Welche Gelenke sind laut dem Lesetext über Gicht am häufigsten betroffen?

• **LESETEXT**
──────────

Gicht ist ein häufiger Grund für eine Konsultation in der Hausarztpraxis. Ein akuter Gichtanfall kommt in der Regel plötzlich, das Gelenk schwillt innerhalb weniger Stunden an und wird sehr schmerzempfindlich. Die Entzündung wird durch winzige, nadelförmige Kristalle aus Harnsäure, die sich in den Gelenken ablagern, ausgelöst. Am häufigsten sind das Großzehengelenk, Knöchel- oder Fußgelenk sowie das Knie betroffen. Männer leiden häufiger an Gicht als Frauen, auch das Trinken von Bier ist ein Risikofaktor. Bei erhöhten Harnsäurespiegeln im Blut sowie bei kardiovaskulären Erkrankungen steigt ebenso die Wahrscheinlichkeit, an Gicht zu erkranken.
Die Diagnose eines akuten Gichtanfalls erfolgt klinisch. Wenn sich ohne Vorzeichen innerhalb eines Tages eine schmerzhafte Monoarthritis eines Extremitätengelenkes entwickelt und weder ein Trauma noch eine intraartikuläre Injektion noch ein akut eingetretener schlechter Allgemeinzustand bzw. Fieber vorliegen, sollte die Diagnose des Gichtanfalls gestellt werden. Im primärärztlichen Bereich sollte i. d.R. auf eine diagnostische Gelenkpunktion zum Nachweis von Uratkristallen verzichtet werden; darüber hinaus ist die Untersuchung von Laborparametern bei klinisch eindeutigen Fällen nicht notwendig. Eine weiterführende Diagnostik sollte nur bei untypischen Fällen in Betracht gezogen werden. Die wichtigste Differenzialdiagnose ist die septische Arthritis; diese ist jedoch bei Patient:innen mit gutem Allgemeinzustand und ohne Immundefizit oder Immunsuppression sowie ohne Trauma oder OP in der Anamnese extrem selten.

──────────

• **EINGABEDATEN**
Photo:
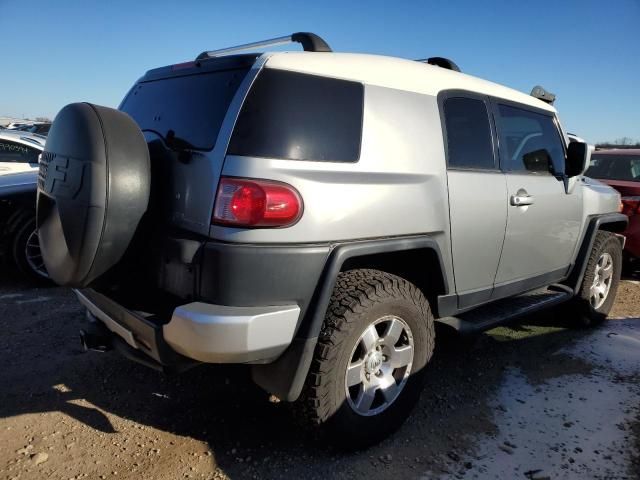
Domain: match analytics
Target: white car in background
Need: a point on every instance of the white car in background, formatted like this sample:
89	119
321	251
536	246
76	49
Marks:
19	151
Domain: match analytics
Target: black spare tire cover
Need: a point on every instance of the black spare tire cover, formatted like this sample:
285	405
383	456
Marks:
93	189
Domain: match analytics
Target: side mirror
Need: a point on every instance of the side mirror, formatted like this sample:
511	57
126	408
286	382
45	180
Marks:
578	158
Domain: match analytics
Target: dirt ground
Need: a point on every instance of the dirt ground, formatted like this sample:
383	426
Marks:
535	400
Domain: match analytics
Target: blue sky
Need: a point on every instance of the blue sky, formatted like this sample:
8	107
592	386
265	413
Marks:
587	52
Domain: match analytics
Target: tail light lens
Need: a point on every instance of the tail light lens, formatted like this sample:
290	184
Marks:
244	202
630	205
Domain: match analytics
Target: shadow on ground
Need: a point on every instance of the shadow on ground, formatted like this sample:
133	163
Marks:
45	370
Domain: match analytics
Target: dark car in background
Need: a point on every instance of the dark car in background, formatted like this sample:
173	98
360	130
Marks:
40	128
620	168
19	242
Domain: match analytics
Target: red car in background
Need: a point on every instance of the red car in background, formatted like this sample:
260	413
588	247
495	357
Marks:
620	168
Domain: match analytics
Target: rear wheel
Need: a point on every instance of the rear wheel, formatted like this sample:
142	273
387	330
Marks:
600	284
368	368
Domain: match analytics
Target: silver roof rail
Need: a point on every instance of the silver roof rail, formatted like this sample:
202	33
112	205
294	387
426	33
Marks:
310	43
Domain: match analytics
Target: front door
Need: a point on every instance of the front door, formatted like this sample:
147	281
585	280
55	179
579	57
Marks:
543	219
477	190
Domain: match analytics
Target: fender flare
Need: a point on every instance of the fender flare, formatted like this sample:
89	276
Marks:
286	376
615	222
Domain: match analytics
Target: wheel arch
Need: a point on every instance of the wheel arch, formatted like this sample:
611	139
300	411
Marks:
399	256
612	222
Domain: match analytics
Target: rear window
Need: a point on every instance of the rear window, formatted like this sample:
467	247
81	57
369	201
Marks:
192	106
296	116
614	167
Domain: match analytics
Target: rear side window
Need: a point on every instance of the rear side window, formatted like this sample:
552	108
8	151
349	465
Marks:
300	117
17	153
529	141
191	106
468	133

──────────

• **LÖSUNG**
Das Großzehengelenk, das Knöchel- oder Fußgelenk sowie das Knie.